■ **Aim**:
Print the data below line for line, changing nothing.

☆ ☆ ☆ ☆ ☆

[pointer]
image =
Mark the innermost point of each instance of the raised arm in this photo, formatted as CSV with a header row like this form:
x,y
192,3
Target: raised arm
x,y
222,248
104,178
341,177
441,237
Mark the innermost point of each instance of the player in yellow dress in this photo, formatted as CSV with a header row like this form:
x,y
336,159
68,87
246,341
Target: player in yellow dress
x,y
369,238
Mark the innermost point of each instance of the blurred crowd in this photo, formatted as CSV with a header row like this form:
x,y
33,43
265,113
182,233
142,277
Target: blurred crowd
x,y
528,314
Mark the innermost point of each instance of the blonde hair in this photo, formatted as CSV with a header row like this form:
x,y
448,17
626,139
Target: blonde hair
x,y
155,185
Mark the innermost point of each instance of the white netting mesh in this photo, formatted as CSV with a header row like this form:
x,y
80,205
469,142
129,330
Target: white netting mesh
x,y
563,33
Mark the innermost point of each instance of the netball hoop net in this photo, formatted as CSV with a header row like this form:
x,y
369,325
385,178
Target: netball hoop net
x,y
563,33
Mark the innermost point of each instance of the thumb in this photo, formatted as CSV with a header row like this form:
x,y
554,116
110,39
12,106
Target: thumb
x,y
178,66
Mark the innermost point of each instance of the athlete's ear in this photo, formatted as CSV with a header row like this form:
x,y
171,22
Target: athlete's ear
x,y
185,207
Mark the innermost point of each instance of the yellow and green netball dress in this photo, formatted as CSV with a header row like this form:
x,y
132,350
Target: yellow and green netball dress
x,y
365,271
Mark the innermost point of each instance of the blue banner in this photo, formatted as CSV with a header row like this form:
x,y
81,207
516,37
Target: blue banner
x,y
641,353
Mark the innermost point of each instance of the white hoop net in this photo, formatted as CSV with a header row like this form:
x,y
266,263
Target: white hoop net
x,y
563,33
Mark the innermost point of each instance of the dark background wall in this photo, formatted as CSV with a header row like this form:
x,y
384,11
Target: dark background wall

☆ ☆ ☆ ☆ ☆

■ **Output for this task**:
[pointer]
image =
Mark the innermost point of each instance of the raised arm in this photo, formatted as CSV with a header row like this form:
x,y
192,3
Target: raised arm
x,y
222,248
104,178
341,177
441,237
Mark the innermost point of each instance of the player in yellow dress in this photo, formatted as CSV with a header row like this form:
x,y
336,159
68,87
246,341
Target: player in yellow dress
x,y
369,238
Mark the innermost point of each instance of the blurred crowd in this photo, formatted as CSV with a header row like this form:
x,y
33,43
265,113
182,233
142,277
Target: blurred crowd
x,y
528,314
Mark the innermost point of each instance of the blonde hair in this photo, formatted as CSV with a header row like this form:
x,y
448,17
626,139
Target: blonde hair
x,y
155,185
Mark the innermost point of each instance of the white netting mesh in this photo, formatted as CSV with a header row like this form:
x,y
80,205
469,142
129,330
Target: white netting mesh
x,y
563,33
Mark the innermost point of each instance of the netball hoop net in this photo, formatted as CSV with a header row like this form:
x,y
369,325
385,178
Target: netball hoop net
x,y
563,33
Mark the innermost point of each instance of the thumb in this photo, formatted as CSV with a header row like this form:
x,y
554,116
110,39
12,106
Target: thumb
x,y
178,66
Mark the innermost point of each instance of the athlete's ear in this photo, formatted as CSV with a header row like this form:
x,y
171,22
Target: athlete's ear
x,y
185,207
Mark the innermost point of each instance of the yellow and green netball dress in this photo, formatted as CSV with a header row like this form:
x,y
132,350
Target: yellow and green netball dress
x,y
365,271
Mark the innermost point of each instance of the blue banner in this photo, formatted as CSV with a header row like this form:
x,y
81,207
516,37
Target: blue banner
x,y
641,353
Mark the innermost point of each instance of the white hoop net in this photo, formatted as CSV with a header row like this form:
x,y
266,263
Target: white hoop net
x,y
563,33
Mark the innermost point of each instance of the dark background wall in this photo, formatted as CSV with a header row like this form:
x,y
384,11
Target: dark background wall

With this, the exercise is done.